DOCUMENT –
________________________________________

When a SBA loan is in liquidation status, lenders and authorized CDC liquidators are required to perform “Prudent Liquidation.” This means that lenders and authorized CDC liquidators must liquidate and conduct debt collection litigation in a “prompt, cost-effective and commercially reasonable manner, consistent with prudent lending standards, and in accordance with loan program requirements.” 13 C.F.R. § 120.535(b). When Prudent Liquidation is complete, it’s time for the lender or authorized CDC liquidator to submit a wrap-up report to the SBA and have the loan charged-off.
What is a Wrap-Up Report?
For each 7(a) loan in liquidation status, lenders must prepare and submit a wrap-up report to the appropriate SBA Loan Center within 30 calendar days after Prudent Liquidation is complete, or upon request from the SBA, whichever comes first. SOP 50 57 2. On the other hand, for each 504 loan in liquidation status, authorized CDCs must prepare and submit a wrap-up report to the appropriate SBA Loan Center within 90 calendar days after Prudent Liquidation is complete, or upon request from the SBA, whichever comes first. SOP 50 55.

________________________________________

EXERCISE DIRECTIONS –
List every regulation or SOP citation given in the text above on SBA loan wrap-up reports.

________________________________________

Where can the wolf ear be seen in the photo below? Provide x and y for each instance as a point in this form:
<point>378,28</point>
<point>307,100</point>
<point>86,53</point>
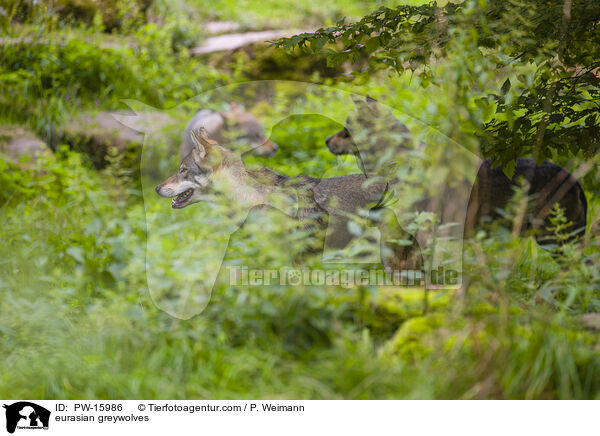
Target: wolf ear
<point>202,143</point>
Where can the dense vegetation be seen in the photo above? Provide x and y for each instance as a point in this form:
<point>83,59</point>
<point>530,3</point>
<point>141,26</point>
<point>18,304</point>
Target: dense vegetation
<point>76,317</point>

________________________________________

EXERCISE RESPONSE –
- 13 C.F.R. § 120.535(b)
- SOP 50 57 2
- SOP 50 55